(Named object pointing entries)
^^^^
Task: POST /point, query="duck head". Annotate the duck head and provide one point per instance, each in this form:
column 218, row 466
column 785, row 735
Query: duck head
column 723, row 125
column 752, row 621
^^^^
> [Problem statement]
Repeat the records above in full, character for character.

> [Task solution]
Task: POST /point, query="duck head". Annotate the duck head and provide one point per instance, each in this form:
column 218, row 466
column 785, row 735
Query: duck head
column 723, row 125
column 752, row 621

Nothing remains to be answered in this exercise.